▸ PAGE:
──────────────────────────────

Upon his death in 1753, Sloane’s library was estimated to contain some 50,000 volumes, over 400 of which were books and albums of prints and drawings and 2,666 were volumes of manuscripts–the rest were printed books (see Nickson, 1994). MS. 3972 C vol. VI is one of eight original volumes that contain the catalogue of Sloane’s books and printed ephemera, now held at the British Library. Comprising 530 folio pages, in a variety of Sloane’s and amanuenses’ hands, it captures some of the richness of his library. It comprises catalogue entries for monographs, atlases and bound volumes of printed materials such as dissertations, treatises, proposals, letters, accounts and ephemera.

The majority of the catalogue’s pages follow the entry layout in Figure 1. In the left-hand margin is the alphanumeric catalogue number, often crossed out, sometimes more than once, and replaced with a new number. To the right of this is the catalogue entry, which contains purely bibliographic detail: author, title and sometimes edition or volume numbers. The right-hand margin holds further bibliographic detail of place and date of publication and the physical size of the text in abbreviation, such as folio (f°) or quarto (4°). Other important and common information includes underlining, pencil strikethroughs and the use of crosses and long dashes, as well as ‘hands’ other than that of Sloane. Sloane’s catalogues of other kinds of collections are frequently broken down by object type; here with printed books, material is catalogued without the use of common structural elements like subheadings or page breaks to separate by form or genre. The exception is the final 37 folios of the catalogue, which contains the ‘Min’ entries documenting Sloane’s ‘books of miniature, painting, designs &c’ (Sloan, 2012).

Figure 1 

Extract from Sloane’s manuscript catalogue of printed material, Sloane MS 3972C vol. VI, f. 8v, British Library (Public domain in most countries except the UK). These entries are in the hand of Johann Gaspar Scheuchzer, Sloane’s amanuensis 1722–29. Figure 1 excepted from the Creative Commons License and is public domain in most countries except the UK.

──────────────────────────────

▸ MATERIAL PROVIDED:
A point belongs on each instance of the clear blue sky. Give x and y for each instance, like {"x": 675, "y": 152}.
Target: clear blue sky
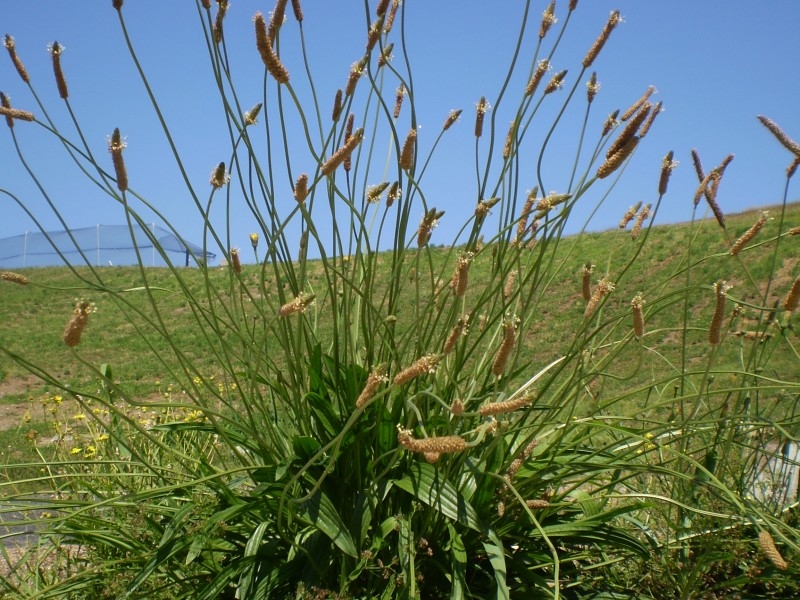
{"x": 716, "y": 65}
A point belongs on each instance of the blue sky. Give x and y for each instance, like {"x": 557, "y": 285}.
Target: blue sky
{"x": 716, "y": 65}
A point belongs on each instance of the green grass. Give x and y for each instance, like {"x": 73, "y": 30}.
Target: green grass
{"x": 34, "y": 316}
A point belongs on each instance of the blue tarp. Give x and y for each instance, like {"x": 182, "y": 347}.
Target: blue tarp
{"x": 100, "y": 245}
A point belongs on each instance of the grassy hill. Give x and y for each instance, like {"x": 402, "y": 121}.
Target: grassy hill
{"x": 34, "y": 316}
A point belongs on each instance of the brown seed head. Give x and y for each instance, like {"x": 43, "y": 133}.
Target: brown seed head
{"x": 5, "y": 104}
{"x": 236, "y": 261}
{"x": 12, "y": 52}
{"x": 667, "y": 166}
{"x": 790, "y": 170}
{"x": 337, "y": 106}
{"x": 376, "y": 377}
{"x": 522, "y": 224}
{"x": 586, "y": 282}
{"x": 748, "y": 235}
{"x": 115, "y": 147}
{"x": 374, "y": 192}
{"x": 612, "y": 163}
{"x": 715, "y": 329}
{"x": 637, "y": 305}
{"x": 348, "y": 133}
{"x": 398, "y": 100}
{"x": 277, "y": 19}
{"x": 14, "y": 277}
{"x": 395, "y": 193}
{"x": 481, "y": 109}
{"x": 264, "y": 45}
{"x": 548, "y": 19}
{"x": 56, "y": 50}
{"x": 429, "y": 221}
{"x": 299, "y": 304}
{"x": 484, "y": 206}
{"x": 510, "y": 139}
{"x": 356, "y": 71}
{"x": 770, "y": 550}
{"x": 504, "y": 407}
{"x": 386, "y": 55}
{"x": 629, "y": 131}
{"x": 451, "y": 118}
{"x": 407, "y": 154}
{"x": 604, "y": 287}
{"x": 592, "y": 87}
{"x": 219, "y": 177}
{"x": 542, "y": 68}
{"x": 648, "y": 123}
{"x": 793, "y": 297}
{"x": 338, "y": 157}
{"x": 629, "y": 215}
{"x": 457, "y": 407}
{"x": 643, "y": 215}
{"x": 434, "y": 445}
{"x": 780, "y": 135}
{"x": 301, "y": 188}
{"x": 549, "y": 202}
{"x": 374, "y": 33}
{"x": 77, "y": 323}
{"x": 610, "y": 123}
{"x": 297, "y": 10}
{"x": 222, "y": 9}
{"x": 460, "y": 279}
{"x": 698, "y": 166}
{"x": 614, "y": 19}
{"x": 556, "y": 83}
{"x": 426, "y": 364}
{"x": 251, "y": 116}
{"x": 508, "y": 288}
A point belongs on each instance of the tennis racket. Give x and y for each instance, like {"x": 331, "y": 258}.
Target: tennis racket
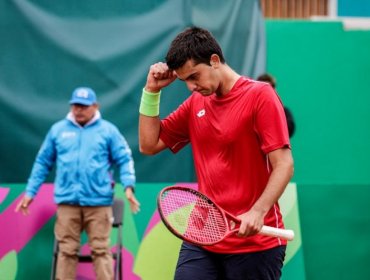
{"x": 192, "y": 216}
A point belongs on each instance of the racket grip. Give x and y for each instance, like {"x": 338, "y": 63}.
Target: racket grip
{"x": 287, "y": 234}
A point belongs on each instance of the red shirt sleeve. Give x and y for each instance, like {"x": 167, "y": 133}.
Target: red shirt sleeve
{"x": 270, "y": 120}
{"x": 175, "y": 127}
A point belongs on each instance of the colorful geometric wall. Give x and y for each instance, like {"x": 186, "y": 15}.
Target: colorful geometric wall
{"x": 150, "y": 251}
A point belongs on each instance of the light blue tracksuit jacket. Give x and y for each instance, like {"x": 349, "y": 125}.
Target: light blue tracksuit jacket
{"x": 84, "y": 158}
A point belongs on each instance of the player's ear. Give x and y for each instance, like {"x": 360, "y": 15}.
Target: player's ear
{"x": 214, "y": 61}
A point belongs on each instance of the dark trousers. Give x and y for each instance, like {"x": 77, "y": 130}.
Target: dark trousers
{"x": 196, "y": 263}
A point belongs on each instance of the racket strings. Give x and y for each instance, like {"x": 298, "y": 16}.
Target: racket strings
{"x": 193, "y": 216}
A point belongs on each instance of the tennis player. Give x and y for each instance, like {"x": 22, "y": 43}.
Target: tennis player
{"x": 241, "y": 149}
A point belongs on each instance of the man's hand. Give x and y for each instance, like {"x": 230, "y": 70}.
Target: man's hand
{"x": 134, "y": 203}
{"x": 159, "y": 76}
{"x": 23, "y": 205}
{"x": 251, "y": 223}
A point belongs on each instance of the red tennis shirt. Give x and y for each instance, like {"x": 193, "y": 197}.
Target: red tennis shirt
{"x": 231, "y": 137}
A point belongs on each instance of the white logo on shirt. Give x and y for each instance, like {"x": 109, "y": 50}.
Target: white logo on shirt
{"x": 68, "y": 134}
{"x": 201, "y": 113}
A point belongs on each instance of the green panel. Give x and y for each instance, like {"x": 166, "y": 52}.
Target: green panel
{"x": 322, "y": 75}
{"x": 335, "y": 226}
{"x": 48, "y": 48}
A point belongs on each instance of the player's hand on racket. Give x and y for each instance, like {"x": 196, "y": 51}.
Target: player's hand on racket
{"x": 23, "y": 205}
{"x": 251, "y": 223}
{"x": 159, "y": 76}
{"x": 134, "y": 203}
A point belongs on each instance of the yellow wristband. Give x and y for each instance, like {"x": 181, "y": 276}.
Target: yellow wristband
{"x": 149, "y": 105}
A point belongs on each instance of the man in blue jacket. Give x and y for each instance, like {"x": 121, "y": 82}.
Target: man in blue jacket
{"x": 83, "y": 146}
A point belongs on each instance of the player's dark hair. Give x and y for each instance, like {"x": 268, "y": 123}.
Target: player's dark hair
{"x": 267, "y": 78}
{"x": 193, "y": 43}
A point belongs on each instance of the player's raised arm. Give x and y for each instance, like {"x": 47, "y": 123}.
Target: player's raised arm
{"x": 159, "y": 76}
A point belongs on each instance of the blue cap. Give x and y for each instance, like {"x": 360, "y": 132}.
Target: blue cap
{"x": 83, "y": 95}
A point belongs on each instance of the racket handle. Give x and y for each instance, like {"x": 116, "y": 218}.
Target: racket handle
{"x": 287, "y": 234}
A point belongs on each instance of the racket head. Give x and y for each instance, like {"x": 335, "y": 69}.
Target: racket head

──────────────────────────────

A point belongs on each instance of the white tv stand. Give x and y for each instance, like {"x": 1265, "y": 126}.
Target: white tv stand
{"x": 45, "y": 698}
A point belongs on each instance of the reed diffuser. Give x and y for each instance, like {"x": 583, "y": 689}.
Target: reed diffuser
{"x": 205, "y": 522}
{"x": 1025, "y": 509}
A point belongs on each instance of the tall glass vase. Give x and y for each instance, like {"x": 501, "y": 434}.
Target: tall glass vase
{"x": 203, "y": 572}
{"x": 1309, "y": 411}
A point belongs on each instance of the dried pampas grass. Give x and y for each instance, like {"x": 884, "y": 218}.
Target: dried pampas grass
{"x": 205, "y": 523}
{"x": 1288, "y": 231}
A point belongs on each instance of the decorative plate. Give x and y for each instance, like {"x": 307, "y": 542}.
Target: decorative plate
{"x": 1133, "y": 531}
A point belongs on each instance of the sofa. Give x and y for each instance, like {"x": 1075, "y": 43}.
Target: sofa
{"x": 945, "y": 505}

──────────────────────────────

Could you carry on the passage about Sloane's library catalogue from its last sentence?

▸ TASK RESULT:
MS 3972 C vol. VI can be distinguished from those recording other parts of Sloane’s collection by both the content and style of its catalogue entries. Unlike the ‘fossils’, ‘miscellanies’, antiquities or botanical specimens, the descriptions of which were related to observations and to early modern qualia, the objects represented in these bibliographic entries had standardised, printed characteristics. This difference between the unique objects in one set of catalogues and the relatively standardised objects that are printed books means that these catalogue entries only rarely include supplementary subjective descriptions of the text’s content, condition, appearance or record of how it entered into Sloane’s possession.

Early modern handwritten and printed library catalogues have been extensively studied by historians of science, the book and bibliography (see Walsby and Constantinidou, 2013). More importantly for this project, the general history of 17th- and 18th-century private library practices, book collections and the collecting habits of Sloane’s contemporaries have been richly documented (Loveman, 2015; Edgington, 2016; Poole, 2015). TEI and other XML languages have been used extensively to digitally render historic book and library catalogues. Projects such as RICABIM: Repertorio di Inventari e Cataloghi di Biblioteche Medievali (RICABIM, n.d.) and Thecae (Thecae, 2018) have collated repertoires of catalogues, inventories and lists of books, incunabula and manuscripts in order to better understand the circulation and availability of these sources in the medieval and early modern periods. Moreover, in collaboration with Biblissima (Biblissima, n.d.), Thecae’s searchable database of TEI encoded inventories of medieval and modern books has been at the centre of the creation of new TEI standards for the encoding of ancient inventories and catalogues.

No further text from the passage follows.